** Supplied entries **

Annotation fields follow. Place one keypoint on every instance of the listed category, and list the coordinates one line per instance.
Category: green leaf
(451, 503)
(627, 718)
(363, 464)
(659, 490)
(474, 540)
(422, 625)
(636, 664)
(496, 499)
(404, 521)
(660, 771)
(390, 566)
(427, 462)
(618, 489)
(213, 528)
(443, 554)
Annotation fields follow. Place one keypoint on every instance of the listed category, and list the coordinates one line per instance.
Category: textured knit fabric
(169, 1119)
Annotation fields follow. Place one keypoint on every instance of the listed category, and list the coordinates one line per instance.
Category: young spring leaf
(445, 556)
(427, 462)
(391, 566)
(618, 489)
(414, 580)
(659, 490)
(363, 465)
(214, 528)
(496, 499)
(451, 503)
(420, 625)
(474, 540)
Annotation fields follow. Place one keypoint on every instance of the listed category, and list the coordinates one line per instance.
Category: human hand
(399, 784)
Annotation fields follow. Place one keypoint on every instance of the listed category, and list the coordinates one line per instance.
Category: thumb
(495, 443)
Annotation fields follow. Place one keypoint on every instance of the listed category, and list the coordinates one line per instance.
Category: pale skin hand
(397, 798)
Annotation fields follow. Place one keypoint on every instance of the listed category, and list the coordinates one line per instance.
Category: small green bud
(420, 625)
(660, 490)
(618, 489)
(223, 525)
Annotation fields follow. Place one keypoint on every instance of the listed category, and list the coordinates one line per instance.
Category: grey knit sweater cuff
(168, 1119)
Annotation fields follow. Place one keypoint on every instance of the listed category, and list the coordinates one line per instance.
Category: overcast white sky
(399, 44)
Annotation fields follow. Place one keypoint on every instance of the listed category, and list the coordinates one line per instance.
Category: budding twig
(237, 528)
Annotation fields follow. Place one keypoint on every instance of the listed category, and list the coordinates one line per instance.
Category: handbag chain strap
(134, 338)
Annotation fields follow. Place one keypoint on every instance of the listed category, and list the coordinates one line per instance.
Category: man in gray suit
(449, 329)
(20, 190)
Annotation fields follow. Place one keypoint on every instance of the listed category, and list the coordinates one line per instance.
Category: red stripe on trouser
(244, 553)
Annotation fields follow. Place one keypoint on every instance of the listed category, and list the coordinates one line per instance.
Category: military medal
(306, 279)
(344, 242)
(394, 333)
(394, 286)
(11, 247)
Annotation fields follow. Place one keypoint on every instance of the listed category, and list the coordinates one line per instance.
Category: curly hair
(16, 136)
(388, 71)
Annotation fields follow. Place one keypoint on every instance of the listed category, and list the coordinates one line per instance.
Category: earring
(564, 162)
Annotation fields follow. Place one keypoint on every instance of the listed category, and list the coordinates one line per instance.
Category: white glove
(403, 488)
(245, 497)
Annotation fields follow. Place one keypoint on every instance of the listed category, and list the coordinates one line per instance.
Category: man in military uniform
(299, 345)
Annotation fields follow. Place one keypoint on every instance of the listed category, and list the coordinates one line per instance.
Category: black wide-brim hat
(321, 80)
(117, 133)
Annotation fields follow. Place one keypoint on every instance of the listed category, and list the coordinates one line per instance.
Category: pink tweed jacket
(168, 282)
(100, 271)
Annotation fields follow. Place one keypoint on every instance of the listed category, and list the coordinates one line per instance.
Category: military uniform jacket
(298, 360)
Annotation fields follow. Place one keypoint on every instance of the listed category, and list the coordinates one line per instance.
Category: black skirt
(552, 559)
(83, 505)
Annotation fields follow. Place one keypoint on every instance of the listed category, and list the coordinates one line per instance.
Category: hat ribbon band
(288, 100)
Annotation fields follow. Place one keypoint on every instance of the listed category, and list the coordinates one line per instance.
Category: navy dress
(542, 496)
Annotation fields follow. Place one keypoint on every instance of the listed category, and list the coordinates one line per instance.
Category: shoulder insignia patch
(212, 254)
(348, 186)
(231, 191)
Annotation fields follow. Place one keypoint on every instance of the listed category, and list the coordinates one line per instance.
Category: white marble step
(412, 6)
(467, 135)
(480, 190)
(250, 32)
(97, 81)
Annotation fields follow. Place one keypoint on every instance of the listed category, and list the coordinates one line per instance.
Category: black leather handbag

** What to work on **
Repeat every line of the material exactly as given.

** Response **
Annotation fields follow. Place one keypoint on every instance of the listed category, and list the coordinates one line per instance.
Category: green leaf
(451, 503)
(627, 718)
(363, 464)
(659, 490)
(474, 540)
(422, 625)
(636, 664)
(496, 499)
(404, 521)
(660, 771)
(390, 566)
(427, 462)
(618, 489)
(213, 528)
(443, 554)
Annotation fields follow. Place one keypoint on every instance of the listed category, and list the coordinates one line per instance.
Category: textured knit fabric
(169, 1119)
Annotation fields follow. Place one keypoint on every instance of the listed category, and list the coordinates one line per instance.
Category: young spring leaf
(445, 556)
(427, 462)
(391, 566)
(618, 489)
(414, 580)
(659, 490)
(363, 465)
(214, 528)
(496, 499)
(451, 503)
(420, 625)
(474, 540)
Annotation fields follow. Place one keypoint on every instance of the listed category, and list the coordinates one line per instance.
Category: human hand
(399, 784)
Annotation fields follow. Place one keypoint on every instance of the listed category, and list the coordinates one line per instance.
Category: thumb
(495, 443)
Annotation fields follow. Place one keypoint on every instance of the listed category, and list the coordinates one line per instance.
Category: pale skin hand
(397, 798)
Annotation fields follow. Place one keypoint on every instance of the listed category, and list the coordinates one line per instance.
Category: small green bud
(420, 625)
(660, 490)
(618, 489)
(223, 525)
Annotation fields follow. Place one keypoint on every instance of the listed category, and list the coordinates one line per instance.
Category: grey knit sweater cuff
(168, 1119)
Annotation fields follow. Place one keypoint on every instance of the listed category, and list the coordinates one line per instance.
Category: overcast white sky
(399, 44)
Annotation fields follow. Place one keypoint on every instance of the listed category, and list the coordinates one line per instance.
Category: budding twig
(237, 528)
Annotation fields follow. Place one keypoint on every instance of the listed category, and list the coordinates one line per instance.
Category: handbag chain strap
(134, 338)
Annotation fields follow. Place one keypoint on every instance of the listed category, and list the coordinates one line per instance.
Category: man in gray suit
(449, 329)
(20, 190)
Annotation fields follow. Place one keypoint on every instance of the listed category, and list the coordinates one line per instance.
Category: red stripe on trouser
(244, 553)
Annotation fields follow. Place one keypoint on every instance of the listed category, and list the coordinates one line per instance.
Category: military medal
(306, 279)
(344, 242)
(394, 333)
(394, 286)
(11, 247)
Annotation fields follow. Place one keypoint on every instance of the listed category, and list the coordinates one line per instance.
Category: curly hair
(16, 136)
(388, 71)
Annotation fields follow. Place one keypoint on every instance of the listed category, and list the coordinates one line per instance.
Category: earring
(564, 162)
Annotation fields follow. Place one keypoint on every instance of the listed category, and list the coordinates one line per instance.
Category: white glove
(403, 488)
(245, 497)
Annotation fields follow. Place one keypoint on every instance of the listed category, and list the coordinates one line per instance.
Category: man in military uniform
(299, 345)
Annotation fields follow. Place one keypoint on every instance of the listed category, and list the coordinates one line per instance.
Category: black wide-brim hat
(321, 80)
(117, 133)
Annotation fields follow. Place one keypoint on every instance of the listed category, and list the coordinates one line per instance.
Category: pink tweed jacket
(168, 282)
(100, 271)
Annotation fields follow. Place one keypoint on every instance of the listed category, and list the coordinates one line per instance.
Category: military uniform jacket
(298, 360)
Annotation fields follow. Place one keypoint on every instance of the listed category, and list the coordinates one line per instance.
Category: black skirt
(552, 559)
(83, 505)
Annotation fields follow. Place one keypoint on every instance of the listed category, and list the coordinates one line per instance.
Category: hat ribbon band
(288, 100)
Annotation fields follow. Place one keypoint on every instance of the listed category, and list the coordinates one line per instance.
Category: navy dress
(542, 496)
Annotation fields follow. Place one keypoint on every instance of the listed category, and list the coordinates one line per instance.
Category: shoulder insignia patch
(212, 254)
(348, 186)
(231, 191)
Annotation fields follow. Place one keypoint on every instance of the listed category, and list the coordinates one line per instance.
Category: white marble step
(412, 6)
(467, 135)
(480, 190)
(250, 32)
(97, 81)
Annotation fields follow. Place one keypoint on every instance of the listed category, and list the coordinates one line per instance.
Category: black leather handbag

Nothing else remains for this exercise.